# But de l'exercice
Poursuivez la fiche de lecture sur La Répudiation, de Rachid Boudjedra, en reprenant juste après sa dernière phrase.

• Rachid Boudjedra, La Répudiation. Fiche de lecture

    Titre : La Répudiation.
    Genre : roman
    Auteur : Rachid Boudjedra
    Parution : 1969- Denoel- Paris
     Rachid Boudjedra fait partie de la seconde génération des écrivains maghrébins d’expression française qui se sont inscrits dans la littérature contestataire des régimes en place et dénonciatrice des travers de leurs sociétés. Son inclination pour la transgression des interdits sociétaux et la dénonciation de l’hypocrisie et de la léthargie dans laquelle baignent les sociétés maghrébines ne sont pas sans rappeler l’écriture et les thématiques de Driss Chraibi dont le premier roman a été une remise en cause de la société conservatrice marocaine caractérisée par le culte du mâle et l’hypocrisie religieuse. Cet écrivain algérien au style flamboyant et au ton iconoclaste est atypique à plus d’un titre, par son parcours de vie et par son œuvre romanesque.

# Données fournies
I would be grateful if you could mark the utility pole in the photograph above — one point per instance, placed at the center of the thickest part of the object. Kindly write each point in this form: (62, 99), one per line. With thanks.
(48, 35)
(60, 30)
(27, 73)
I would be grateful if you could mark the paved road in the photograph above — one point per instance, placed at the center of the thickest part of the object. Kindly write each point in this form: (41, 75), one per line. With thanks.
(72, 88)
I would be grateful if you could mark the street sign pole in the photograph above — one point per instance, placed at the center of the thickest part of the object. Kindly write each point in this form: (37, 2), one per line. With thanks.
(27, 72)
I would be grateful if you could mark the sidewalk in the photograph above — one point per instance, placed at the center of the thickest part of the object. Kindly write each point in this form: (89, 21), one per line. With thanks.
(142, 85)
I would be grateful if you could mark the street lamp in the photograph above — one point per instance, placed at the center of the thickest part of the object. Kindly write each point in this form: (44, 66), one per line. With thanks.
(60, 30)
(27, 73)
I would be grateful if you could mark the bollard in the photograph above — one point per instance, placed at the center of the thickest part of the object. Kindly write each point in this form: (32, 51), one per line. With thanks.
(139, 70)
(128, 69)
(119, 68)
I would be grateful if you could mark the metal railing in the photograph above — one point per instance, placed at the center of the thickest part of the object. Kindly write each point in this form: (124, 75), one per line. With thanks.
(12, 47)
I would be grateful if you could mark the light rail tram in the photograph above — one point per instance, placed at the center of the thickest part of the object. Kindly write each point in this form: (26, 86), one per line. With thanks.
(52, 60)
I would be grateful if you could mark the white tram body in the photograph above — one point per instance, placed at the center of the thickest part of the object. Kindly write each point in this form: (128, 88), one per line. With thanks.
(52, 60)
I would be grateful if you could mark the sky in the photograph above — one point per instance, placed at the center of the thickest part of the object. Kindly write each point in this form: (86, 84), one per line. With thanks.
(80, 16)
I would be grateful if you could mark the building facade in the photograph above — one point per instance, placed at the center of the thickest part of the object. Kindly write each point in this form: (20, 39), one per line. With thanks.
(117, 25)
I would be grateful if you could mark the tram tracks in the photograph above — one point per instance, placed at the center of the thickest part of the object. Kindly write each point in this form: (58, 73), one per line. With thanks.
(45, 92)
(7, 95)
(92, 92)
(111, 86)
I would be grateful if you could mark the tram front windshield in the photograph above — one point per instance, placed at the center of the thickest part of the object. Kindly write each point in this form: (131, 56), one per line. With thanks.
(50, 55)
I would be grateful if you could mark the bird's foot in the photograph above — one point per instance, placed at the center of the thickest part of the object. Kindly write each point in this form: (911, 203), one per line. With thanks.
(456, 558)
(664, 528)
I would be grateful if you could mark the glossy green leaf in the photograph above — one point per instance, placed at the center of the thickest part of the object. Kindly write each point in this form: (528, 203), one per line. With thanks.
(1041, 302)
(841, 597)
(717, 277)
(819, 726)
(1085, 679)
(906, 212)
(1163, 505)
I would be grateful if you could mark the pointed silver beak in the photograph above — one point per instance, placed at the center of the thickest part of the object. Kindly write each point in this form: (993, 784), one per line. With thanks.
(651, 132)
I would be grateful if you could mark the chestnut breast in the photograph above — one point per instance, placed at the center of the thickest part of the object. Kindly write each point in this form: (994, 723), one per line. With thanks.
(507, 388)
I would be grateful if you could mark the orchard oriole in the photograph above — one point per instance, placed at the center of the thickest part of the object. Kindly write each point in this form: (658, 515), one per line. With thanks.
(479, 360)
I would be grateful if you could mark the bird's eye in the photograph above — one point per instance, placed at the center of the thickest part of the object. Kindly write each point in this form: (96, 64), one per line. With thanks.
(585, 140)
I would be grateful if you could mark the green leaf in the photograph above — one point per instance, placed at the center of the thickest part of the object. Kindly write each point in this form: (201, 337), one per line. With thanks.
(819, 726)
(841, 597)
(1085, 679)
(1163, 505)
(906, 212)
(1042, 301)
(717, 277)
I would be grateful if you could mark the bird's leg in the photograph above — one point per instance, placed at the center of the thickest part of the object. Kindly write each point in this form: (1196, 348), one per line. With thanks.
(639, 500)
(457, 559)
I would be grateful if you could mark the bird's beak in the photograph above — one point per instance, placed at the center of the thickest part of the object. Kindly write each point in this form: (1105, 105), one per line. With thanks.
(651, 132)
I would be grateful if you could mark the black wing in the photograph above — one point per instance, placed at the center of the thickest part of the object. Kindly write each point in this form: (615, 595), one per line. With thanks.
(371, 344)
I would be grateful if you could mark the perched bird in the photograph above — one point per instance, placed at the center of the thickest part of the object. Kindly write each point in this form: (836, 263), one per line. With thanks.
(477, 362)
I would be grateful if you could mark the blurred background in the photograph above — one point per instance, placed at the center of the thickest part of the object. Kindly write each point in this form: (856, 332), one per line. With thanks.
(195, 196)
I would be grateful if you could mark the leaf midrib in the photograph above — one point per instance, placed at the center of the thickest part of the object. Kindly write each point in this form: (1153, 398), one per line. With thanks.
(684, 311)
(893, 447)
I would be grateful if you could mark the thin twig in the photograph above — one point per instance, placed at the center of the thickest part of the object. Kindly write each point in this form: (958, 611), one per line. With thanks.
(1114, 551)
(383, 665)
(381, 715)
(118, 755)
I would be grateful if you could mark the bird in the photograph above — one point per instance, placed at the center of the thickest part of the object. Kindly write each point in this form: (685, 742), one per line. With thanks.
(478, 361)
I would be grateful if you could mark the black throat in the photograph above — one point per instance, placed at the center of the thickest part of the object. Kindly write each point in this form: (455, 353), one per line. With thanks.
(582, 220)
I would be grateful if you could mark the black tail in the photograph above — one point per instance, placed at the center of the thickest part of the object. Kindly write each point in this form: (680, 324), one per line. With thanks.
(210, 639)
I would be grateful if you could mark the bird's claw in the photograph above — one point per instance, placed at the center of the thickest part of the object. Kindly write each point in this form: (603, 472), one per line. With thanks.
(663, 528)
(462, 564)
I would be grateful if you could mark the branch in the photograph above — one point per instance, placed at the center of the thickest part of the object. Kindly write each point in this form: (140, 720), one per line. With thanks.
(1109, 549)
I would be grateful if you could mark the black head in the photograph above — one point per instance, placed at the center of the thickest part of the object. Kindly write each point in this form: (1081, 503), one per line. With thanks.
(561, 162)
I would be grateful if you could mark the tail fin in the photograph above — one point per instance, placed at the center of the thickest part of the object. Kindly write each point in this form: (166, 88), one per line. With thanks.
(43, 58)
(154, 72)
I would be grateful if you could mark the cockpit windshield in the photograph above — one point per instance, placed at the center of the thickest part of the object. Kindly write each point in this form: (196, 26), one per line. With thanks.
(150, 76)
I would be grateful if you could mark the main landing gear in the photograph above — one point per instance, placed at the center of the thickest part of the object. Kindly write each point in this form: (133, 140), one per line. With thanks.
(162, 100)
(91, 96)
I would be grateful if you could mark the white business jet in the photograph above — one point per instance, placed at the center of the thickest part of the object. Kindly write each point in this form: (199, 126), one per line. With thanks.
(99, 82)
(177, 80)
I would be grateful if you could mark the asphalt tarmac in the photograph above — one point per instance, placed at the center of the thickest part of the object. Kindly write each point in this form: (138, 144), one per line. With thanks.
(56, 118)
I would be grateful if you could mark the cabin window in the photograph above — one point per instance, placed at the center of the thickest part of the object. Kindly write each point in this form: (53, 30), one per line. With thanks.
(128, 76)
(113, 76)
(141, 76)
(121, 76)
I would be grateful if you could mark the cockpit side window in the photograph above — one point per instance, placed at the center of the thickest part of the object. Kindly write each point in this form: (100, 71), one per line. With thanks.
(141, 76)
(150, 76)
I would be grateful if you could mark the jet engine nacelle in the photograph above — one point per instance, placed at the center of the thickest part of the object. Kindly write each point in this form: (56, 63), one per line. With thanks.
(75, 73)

--

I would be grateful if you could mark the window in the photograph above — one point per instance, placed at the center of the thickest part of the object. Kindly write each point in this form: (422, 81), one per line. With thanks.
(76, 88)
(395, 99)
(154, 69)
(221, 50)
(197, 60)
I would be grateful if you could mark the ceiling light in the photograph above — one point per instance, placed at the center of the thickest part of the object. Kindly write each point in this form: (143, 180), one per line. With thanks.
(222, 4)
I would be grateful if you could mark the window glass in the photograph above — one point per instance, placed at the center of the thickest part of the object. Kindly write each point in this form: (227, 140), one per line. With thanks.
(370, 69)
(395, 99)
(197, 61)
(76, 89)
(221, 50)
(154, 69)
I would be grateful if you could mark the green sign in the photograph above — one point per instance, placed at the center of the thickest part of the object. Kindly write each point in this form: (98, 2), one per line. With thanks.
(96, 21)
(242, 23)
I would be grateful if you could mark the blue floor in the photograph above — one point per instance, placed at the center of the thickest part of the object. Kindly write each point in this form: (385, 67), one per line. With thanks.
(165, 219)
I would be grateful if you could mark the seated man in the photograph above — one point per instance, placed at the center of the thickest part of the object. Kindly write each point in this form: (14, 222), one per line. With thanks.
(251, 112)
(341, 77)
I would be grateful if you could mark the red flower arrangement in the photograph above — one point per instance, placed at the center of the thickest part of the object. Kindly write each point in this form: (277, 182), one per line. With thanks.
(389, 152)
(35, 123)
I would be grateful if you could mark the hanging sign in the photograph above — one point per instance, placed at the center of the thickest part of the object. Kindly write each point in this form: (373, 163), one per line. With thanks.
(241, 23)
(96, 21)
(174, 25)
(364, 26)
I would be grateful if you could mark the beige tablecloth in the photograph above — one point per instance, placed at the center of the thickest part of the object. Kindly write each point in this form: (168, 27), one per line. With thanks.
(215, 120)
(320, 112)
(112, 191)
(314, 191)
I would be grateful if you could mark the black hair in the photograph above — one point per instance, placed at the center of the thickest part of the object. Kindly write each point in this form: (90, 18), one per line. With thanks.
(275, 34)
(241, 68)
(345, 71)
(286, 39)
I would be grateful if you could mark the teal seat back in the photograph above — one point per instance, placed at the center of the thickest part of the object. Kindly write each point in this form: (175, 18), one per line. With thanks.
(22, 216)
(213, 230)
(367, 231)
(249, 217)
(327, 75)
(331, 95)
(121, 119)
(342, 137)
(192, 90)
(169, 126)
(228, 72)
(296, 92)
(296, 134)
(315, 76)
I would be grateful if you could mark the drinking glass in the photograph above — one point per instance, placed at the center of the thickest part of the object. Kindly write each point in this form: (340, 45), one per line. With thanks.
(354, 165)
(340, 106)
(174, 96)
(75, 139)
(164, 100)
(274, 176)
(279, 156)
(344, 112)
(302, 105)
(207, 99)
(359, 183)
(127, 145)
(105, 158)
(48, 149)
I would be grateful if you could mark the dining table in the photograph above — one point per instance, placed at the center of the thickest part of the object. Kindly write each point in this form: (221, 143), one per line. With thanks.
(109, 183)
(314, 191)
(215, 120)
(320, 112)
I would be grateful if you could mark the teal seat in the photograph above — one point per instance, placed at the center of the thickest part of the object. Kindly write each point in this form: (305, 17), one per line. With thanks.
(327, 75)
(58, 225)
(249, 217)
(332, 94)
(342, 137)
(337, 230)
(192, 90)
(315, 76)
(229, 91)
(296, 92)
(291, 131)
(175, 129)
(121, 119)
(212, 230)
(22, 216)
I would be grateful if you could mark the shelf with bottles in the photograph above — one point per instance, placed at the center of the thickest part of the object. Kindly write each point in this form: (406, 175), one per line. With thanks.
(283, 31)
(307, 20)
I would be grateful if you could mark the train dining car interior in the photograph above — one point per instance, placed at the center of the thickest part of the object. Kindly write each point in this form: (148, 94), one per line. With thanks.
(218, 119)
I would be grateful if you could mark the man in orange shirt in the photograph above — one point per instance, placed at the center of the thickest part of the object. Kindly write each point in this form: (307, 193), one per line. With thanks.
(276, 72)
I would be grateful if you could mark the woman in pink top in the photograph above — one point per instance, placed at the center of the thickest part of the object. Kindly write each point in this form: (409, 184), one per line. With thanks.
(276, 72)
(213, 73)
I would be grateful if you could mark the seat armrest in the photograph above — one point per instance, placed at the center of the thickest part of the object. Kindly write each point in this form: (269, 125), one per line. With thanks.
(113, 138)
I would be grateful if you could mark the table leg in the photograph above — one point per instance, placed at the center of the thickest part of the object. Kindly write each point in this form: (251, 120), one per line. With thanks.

# Votre réponse
    Né dans une famille bourgeoise en 1941 à Ain Beida dans l’Est algérien, il fait ses études à Constantine puis à Tunis avant de rejoindre très tôt, à 18 ans, les rangs de l’ALN. Blessé, il est envoyé en Europe dans les pays de l’Est, et à l’indépendance il suit à Alger puis à Paris des études de philosophie. Il entame une carrière d’enseignant mais à la suite du coup d’Etat de Boumediene en 1965, il s’exile en France. Il est autorisé à rentrer en Algérie en 1974 et commence à enseigner à l’Université d’Alger.
    Le grand public se rappelle la mésaventure vécue par Boudjedra au cours d’une émission de télé durant laquelle l’écrivain a clairement affiché son athéisme en déclarant qu’il ne croyait ni en l’Islam ni en le prophète Mohamed. La déclaration a provoqué un tollé de condamnation mais aussi un mouvement de soutien qui s’est concrétisé par un sit-in en faveur de l’écrivain. Iconoclaste et briseur de tabous dans la vie comme dans sa littérature, Boudjedra a eu le mérite de dire tout haut ce que beaucoup pensent tout bas. Il a été aussi le premier à qualifier l’islamisme de « fascisme vert ».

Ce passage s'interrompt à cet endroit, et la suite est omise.